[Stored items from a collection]
........

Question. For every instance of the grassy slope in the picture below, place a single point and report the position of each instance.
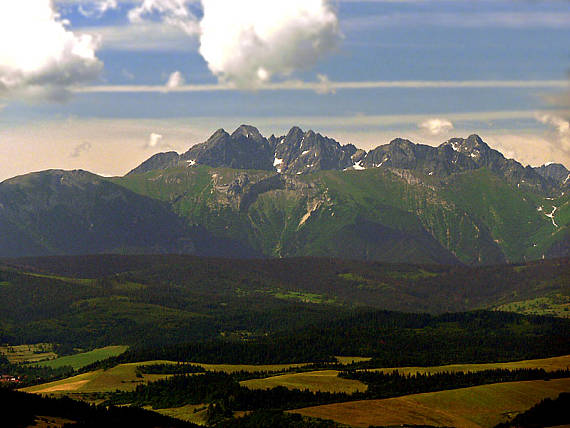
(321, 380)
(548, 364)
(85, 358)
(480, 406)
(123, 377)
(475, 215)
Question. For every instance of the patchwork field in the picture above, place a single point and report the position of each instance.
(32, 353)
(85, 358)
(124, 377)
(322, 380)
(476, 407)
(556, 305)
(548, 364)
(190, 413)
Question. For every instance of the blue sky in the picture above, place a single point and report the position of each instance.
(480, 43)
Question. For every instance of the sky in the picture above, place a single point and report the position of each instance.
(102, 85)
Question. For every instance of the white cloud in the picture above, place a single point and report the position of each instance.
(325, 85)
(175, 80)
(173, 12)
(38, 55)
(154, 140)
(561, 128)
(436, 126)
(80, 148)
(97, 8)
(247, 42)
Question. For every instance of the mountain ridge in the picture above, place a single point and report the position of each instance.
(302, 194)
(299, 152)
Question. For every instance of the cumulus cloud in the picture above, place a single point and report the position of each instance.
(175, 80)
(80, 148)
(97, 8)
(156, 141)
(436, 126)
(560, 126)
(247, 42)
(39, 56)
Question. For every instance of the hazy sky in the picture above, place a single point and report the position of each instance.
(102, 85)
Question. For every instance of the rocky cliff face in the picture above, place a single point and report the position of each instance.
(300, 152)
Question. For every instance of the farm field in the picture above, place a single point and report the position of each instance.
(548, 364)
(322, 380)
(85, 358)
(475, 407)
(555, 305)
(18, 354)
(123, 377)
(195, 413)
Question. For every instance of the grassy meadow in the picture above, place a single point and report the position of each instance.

........

* [Problem requirements] Rewrite every line of the data above without the pictures, keeping all wording unchanged and rescaling only the point coordinates in the answers. Multiply each coordinate by 1.6 and round to a whole number, with halves rounded up.

* [Task response]
Question. For every instance of the grassy slope in the picture below, place a single point and report the position of each instance.
(514, 608)
(877, 582)
(136, 573)
(768, 650)
(197, 603)
(760, 344)
Question. For every instance of the patchwork field in the picture above, place a single point and report the position of each instance.
(51, 565)
(136, 573)
(198, 603)
(515, 608)
(762, 651)
(890, 488)
(877, 582)
(304, 661)
Question. For every instance of the blue sky in the picture above, place a single point and report the position of each instance.
(768, 69)
Question. For every instance of the sky in the picture above, place a single point and report the position of each instance.
(163, 136)
Question. For every instance of the white cloud in the picture above, place a single point and report the position of each instance.
(520, 136)
(280, 128)
(277, 19)
(61, 88)
(246, 224)
(898, 205)
(698, 202)
(128, 237)
(155, 13)
(395, 67)
Question. For every instance of the mountain ridge in the picture above, place a single point and report the position of each instance.
(483, 310)
(478, 243)
Question. For every instance of the cumulus cloud in the picture above, place a single point and report the position of each instance.
(280, 128)
(128, 237)
(155, 13)
(250, 226)
(698, 202)
(896, 202)
(395, 67)
(62, 90)
Question. For every instance of the hazy sky in the picture above, place a single point and report the position of each instance.
(163, 136)
Question. For every instance of the rocky cliff face in the picture above, place a single point and report the position of each instance.
(480, 243)
Question. For every instance of the farm field in the picture above, place a single point and report the position of each instance.
(877, 582)
(515, 608)
(136, 573)
(760, 651)
(888, 488)
(29, 566)
(197, 603)
(312, 661)
Question. For every instance of the grassy meadow in the picture above, place a single point and report the position of each instance.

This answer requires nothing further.